--- start Document segment ---
Sentinel-1 image count: 6

dB and linear ratio pattern

Sentinel-1 values are commonly represented in dB.

For ratios, calculate in linear scale first. Then convert the ratio back to dB if the final feature set is dB-based.

In [9]:
def add_sar_ratio_bands(img):
    vv = img.select("VV")
    vh = img.select("VH")

    ten = ee.Image.constant(10)

    vv_lin = ten.pow(vv.divide(10)).rename("VV_LIN")
    vh_lin = ten.pow(vh.divide(10)).rename("VH_LIN")

    ratio_lin = vv_lin.divide(vh_lin).rename("RATIO_LIN")
    ratio_db = ratio_lin.log10().multiply(10).rename("RATIO_DB")

    return img.addBands([vv_lin, vh_lin, ratio_lin, ratio_db])

Weekly Sentinel-1 region summary

This section extracts a small region-week table directly to pandas.

For large date ranges or many regions, use Earth Engine table exports instead of getInfo.

In [10]:
def one_week_s1_summary(date, region_feature):
    d_start = ee.Date(date)
    d_end = d_start.advance(1, "week")

    region_name = ee.String(region_feature.get("name"))
    region_geom = region_feature.geometry()

    weekly = s1.filterDate(d_start, d_end)
    count = weekly.size()

    empty = ee.Image.constant([0, 0, 0]).rename(["VV", "VH", "RATIO_DB"]).updateMask(ee.Image(0))

    composite = ee.Image(
        ee.Algorithms.If(
            count.gt(0),
            add_sar_ratio_bands(weekly.median()).select(["VV", "VH", "RATIO_DB"]),
            empty
        )
--- end Document segment ---
▶ **Exercise task 1**
Restate the paragraph of the Sentinel-1 excerpt that begins "For ratios, calculate" in a single shorter sentence, keeping its main facts.
▶ **Exercise task 2**
Reproduce the part of the Sentinel-1 excerpt starting at "This section extracts" and ending at "count = weekly.size()".
The data after the Sentinel-1 excerpt is not needed.
--- start Data section ---
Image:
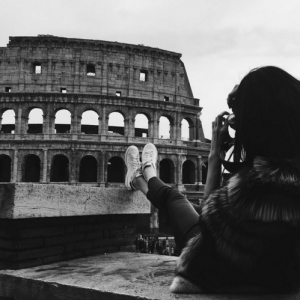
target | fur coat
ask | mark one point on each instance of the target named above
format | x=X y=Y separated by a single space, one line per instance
--- end Data section ---
▶ **Correct answer 1**
Compute ratios in linear scale, then convert the result back to dB if the final feature set is dB-based.

▶ **Correct answer 2**
This section extracts a small region-week table directly to pandas.

For large date ranges or many regions, use Earth Engine table exports instead of getInfo.

In [10]:
def one_week_s1_summary(date, region_feature):
    d_start = ee.Date(date)
    d_end = d_start.advance(1, "week")

    region_name = ee.String(region_feature.get("name"))
    region_geom = region_feature.geometry()

    weekly = s1.filterDate(d_start, d_end)
    count = weekly.size()